Retype each record below word for word. Leave the pictures out.

**Exercise data**

◇ ◇ ◇ ◇ ◇

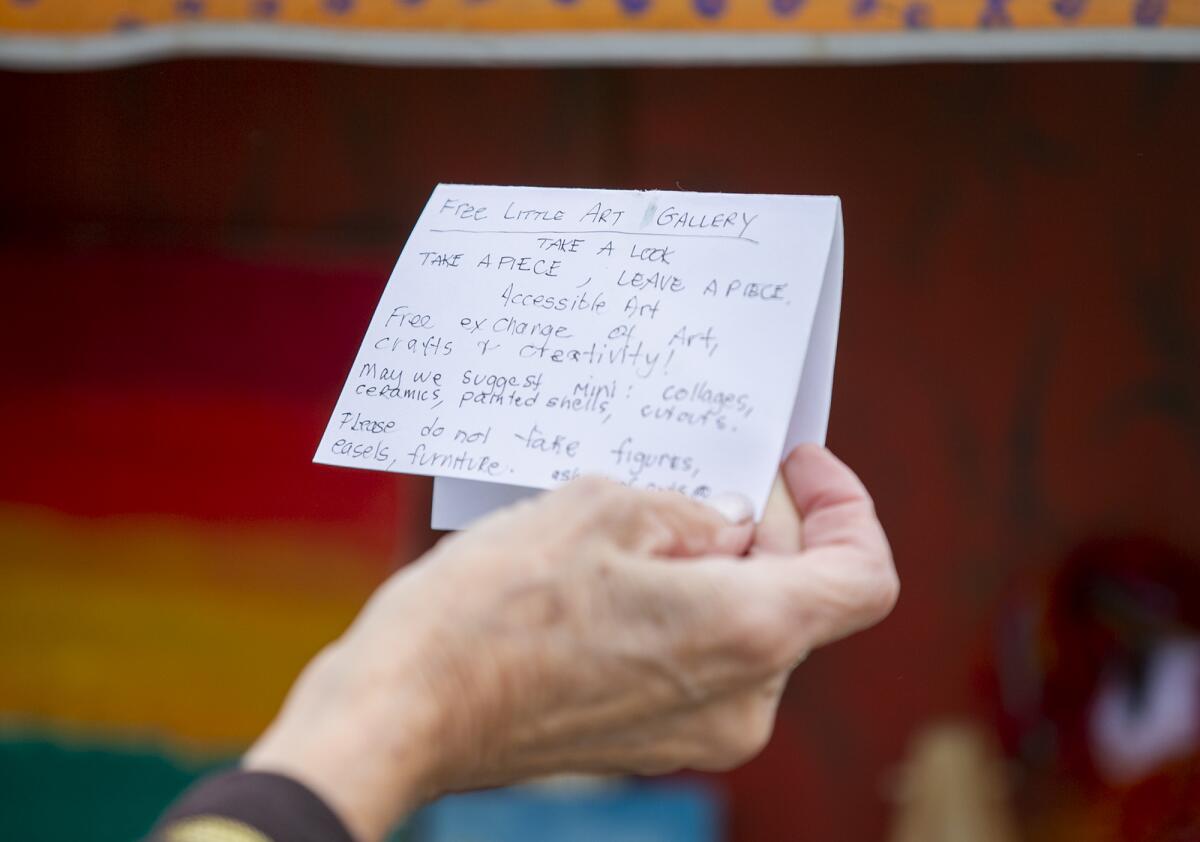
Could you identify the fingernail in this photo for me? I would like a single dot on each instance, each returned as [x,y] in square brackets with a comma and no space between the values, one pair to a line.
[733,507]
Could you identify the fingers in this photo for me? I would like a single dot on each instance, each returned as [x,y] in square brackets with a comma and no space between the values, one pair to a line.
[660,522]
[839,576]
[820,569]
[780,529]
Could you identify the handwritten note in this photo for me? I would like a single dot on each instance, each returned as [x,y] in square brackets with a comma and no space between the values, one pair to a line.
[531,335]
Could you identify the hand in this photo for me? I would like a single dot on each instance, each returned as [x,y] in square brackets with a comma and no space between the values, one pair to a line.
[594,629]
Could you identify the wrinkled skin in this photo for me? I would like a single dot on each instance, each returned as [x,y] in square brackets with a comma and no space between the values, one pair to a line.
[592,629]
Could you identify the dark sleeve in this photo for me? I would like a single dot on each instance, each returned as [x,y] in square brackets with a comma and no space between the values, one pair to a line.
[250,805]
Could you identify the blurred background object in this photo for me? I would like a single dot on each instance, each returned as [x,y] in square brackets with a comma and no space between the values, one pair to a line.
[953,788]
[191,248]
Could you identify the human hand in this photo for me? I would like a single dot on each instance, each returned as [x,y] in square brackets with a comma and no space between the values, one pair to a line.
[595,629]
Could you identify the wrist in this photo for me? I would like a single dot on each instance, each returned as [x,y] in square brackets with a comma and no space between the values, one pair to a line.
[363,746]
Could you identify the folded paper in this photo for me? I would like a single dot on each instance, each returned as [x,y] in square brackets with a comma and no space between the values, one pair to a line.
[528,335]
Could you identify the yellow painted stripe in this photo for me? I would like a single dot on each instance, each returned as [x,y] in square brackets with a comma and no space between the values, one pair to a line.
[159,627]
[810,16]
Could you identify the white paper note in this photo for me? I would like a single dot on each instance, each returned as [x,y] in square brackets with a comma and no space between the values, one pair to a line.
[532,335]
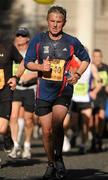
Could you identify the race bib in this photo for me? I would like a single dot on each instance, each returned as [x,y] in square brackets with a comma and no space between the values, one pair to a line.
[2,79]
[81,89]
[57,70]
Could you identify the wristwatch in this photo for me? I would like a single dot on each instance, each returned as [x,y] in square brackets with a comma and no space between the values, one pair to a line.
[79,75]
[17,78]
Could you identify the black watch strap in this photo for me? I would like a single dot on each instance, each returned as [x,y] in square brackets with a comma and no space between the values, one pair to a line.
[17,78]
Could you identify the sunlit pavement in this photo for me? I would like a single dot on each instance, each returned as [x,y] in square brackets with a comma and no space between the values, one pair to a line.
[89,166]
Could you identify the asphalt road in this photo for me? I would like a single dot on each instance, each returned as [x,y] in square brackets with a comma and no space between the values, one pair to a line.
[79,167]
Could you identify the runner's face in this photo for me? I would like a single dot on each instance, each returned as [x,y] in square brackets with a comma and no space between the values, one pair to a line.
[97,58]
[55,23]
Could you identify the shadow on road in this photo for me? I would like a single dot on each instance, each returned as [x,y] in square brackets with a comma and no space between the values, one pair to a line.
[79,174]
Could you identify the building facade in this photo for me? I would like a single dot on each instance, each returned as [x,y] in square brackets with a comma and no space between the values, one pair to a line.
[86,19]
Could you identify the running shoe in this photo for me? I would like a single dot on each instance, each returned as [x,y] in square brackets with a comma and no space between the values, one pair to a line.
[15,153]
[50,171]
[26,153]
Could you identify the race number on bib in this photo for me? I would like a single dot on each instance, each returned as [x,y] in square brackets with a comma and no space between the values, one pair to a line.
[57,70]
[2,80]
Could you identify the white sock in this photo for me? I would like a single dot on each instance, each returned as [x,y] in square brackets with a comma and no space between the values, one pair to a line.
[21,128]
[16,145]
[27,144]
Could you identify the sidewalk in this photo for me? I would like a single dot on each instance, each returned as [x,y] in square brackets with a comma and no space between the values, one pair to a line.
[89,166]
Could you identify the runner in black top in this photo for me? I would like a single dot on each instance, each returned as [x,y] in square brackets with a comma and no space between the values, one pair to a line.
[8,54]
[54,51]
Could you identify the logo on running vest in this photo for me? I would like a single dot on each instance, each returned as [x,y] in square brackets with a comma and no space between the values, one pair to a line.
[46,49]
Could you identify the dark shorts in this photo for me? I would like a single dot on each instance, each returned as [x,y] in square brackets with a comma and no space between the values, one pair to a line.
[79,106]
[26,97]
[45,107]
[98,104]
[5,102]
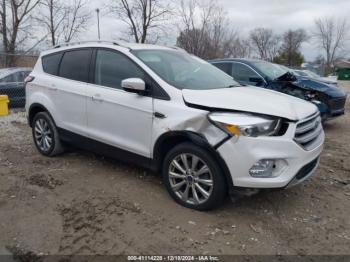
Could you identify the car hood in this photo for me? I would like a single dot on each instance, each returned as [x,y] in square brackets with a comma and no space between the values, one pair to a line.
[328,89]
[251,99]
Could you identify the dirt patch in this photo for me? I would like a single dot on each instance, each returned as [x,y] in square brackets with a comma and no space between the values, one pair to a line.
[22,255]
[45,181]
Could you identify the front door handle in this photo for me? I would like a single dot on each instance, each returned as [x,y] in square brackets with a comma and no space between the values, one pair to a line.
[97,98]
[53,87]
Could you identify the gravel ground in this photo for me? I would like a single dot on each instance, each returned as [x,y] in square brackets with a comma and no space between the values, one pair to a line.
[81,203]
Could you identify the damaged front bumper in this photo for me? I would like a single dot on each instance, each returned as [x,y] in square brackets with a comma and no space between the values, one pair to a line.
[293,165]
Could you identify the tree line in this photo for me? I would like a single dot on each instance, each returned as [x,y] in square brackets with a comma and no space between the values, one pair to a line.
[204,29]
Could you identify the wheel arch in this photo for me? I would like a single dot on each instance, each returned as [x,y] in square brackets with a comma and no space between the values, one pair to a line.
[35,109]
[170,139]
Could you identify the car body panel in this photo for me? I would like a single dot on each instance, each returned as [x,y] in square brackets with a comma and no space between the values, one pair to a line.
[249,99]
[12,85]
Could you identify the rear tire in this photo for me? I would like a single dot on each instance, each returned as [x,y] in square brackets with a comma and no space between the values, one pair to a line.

◇ ◇ ◇ ◇ ◇

**Solved exercise**
Could you identify the fingernail in this photo for me? I would like a single dot on each instance, each returned as [x,y] in square brackets with a comma and no space between the values, one pair to a line.
[733,507]
Could you identify the fingers in this photo for me? I would like a single dot on each instance, each returned as [x,y] in square brackets with a comma and no space between the values, one pair to a line.
[660,522]
[839,576]
[820,569]
[780,529]
Could you identify the handwritten note in this photo for me? I would like a single dot on each instance, each returned as [x,y] in square brackets with a comma and no space between the values, one pair to a line.
[531,335]
Could you identify the hand in this photo for me? I would like a single dot on each instance, each returned as [x,y] in square brackets with a comma and no space between the values, one pair to a line.
[594,629]
Could you identify the wrinkled skin in this photo for me? I would like a single dot on each instance, each returned as [x,y] in square brackets with a comma and no space between the values, one pair to a line.
[592,629]
Could you identify the dark sleeve in this photo for me? I would like a single dot on each instance, each returned as [x,y] in square brackets with a comma and no space between the values, one pair to a line.
[250,805]
Could you identify the blurred background object in this photo for me? I would like a single dot on each instance, each returned as [x,y] in square brackets with a comma and no space between the values, one pair to a line.
[953,788]
[191,248]
Could you identify the human hand in this photo for me? I would like a single dot on each instance, each returned as [x,y] in square brackets with a comma and no space between the values, one pair to a line.
[595,629]
Could you identify the wrist in this photo for me? I would like a single dot on each instance, each returned as [x,y] in square brackets with a comma and no space between the values, one pair to a line.
[363,746]
Could you identify the folded paper in this photo for me? I would like a single dot on each instance, each returned as [x,y] in square brackets with a comma and no space between the values, one pair to a line.
[528,335]
Could you identify the yellow painted stripe in this photo for me? I would like a single dot on each instance, each returned as [x,y] in square brackets with a comma and no space between the values, one pair to a line.
[159,627]
[810,16]
Could you identify the white paper note in this photo for me? I would like a single dot on each instance, each returned as [x,y] in square brackets with a comma and no space between the values, one pair to a line.
[532,335]
Could you identify the race bib in this photo for me? I would like a single dot on each instance, each returned as [x,y] in square brackets with a comma and no space between the values, one pair to a line.
[2,79]
[81,89]
[57,70]
Could you identify the wristwatch in this photo for me? I would like a single dot on each instance, each returned as [x,y] in square brackets with a comma and no space between the values, one pair to a line.
[79,75]
[17,78]
Could you identify the black watch strap in this photo for me? I would like a single dot on each instance, each returned as [x,y] in square brackets with a comma and no space between the values, one pair to a line.
[17,78]
Could you identify the sunlit pavement in this photo for me? I would like a single dot on each instance, each returned as [x,y] in square brackets with a comma and no space between the values, one pair to a line.
[89,166]
Could you identify the asphalt road in this photo for me? I would like a single dot on each instance, each returned as [x,y] in square brackets with a comma and no space between the values, one pair to a line.
[79,167]
Could you identify the runner's face in this photo for me? I would like a single dot on each instance, each returned as [x,y] in square brackets with a comma and no space between the values, one pair to a line.
[97,58]
[55,23]
Could you identify the shadow on road in this photo for me? I would like a single dot on each instance, each returned as [x,y] in square brackets with a comma and no space between the values, one pair to a line.
[79,174]
Could you identify the building facade in this photo for me? I would like a single dot on each instance, each returned as [x,y] in square brackets with a comma and no space between the values, one pair to a line.
[86,19]
Could you identify the running shoe in this photo for me? I would like a single dot on each instance, each returned as [x,y] in square brackets with a comma and no space between the values, one pair to a line.
[15,153]
[50,171]
[26,153]
Could you identify the race number on bib in this photo for me? I would like a single dot on each instance, each returned as [x,y] in square brackets with a comma and no space between the values, one pair to a line.
[57,70]
[2,80]
Could you identify the white sock in this photo for me? I would like a single dot on each instance, each returned as [x,y] in square brackets with a comma and no space between the values, one pair to a line.
[21,128]
[16,145]
[27,144]
Could you identify the sidewalk in this photo for me? I would like a single dot on each instance, each returned as [x,y] in square brackets with a comma and no space between the values, one pair to a line.
[89,166]
Could you identify the runner in black top in this photo for me? I would like a single dot on each instance, each returned as [x,y] in square brackets with a comma and no space between the values, one pair to a line.
[8,54]
[54,51]
Could you identify the logo on running vest in this photo for me? I would like a single dot on each instance, each returned as [x,y] in square brackets with a comma and no space between the values, one pair to a line.
[46,49]
Could you identify the dark shorts in this photo for me? I would like a single dot on each instance, each returned as [x,y] in square brackets with a comma and no space between the values, one pair to a line.
[79,106]
[26,97]
[45,107]
[98,104]
[5,102]
Could you identify the car hood in this photo for me? I would like a single dot on each instance, each returned as [x,y] in square brackets with a comma and no space between the values, one pair to a line.
[328,89]
[251,99]
Could you identify the dirt patch in this photo for me? I would like a single dot on each instance, each returned as [x,y] in square brackets with a comma and no space between the values, one pair to a line.
[22,255]
[45,181]
Could you identify the front door handle in this photo for me? I would like a single dot on each instance, each returned as [x,y] in square brackets with a comma and no space between the values, one pair to a line.
[97,98]
[53,87]
Could you identify the gravel ground in this photo for me? I would like a single dot on each instance, each returned as [x,y] in square brackets with a comma and no space between the values, one pair to a line.
[81,203]
Could you identify the damaged front bumper in this photo for me? I would like a single dot on each instance, each returned as [x,y] in square brackets with a comma and no space between the values, one pair to a line.
[293,165]
Could you identify the tree line in this photo for me? I would like a single dot on each instance, each returned as [x,y] in square brackets with a comma and no space between the values, one pair to a line.
[204,29]
Could you identify the wheel arch in this photo for me? I would like a single dot on each instance, each returned as [x,y] in square brackets with a comma and no space between the values, one pair to a line.
[35,109]
[170,139]
Could you identify the car body panel in this photo for me? I would like a single dot on each instance, each returned as [x,y] in square brackets with a comma and no space between the values, one pair to a line.
[249,99]
[12,85]
Could you identify the rear tire in this photo for me? I would like a single dot on each instance, each returned as [x,y] in square brackets with a comma and no space between the values, one pair to a line.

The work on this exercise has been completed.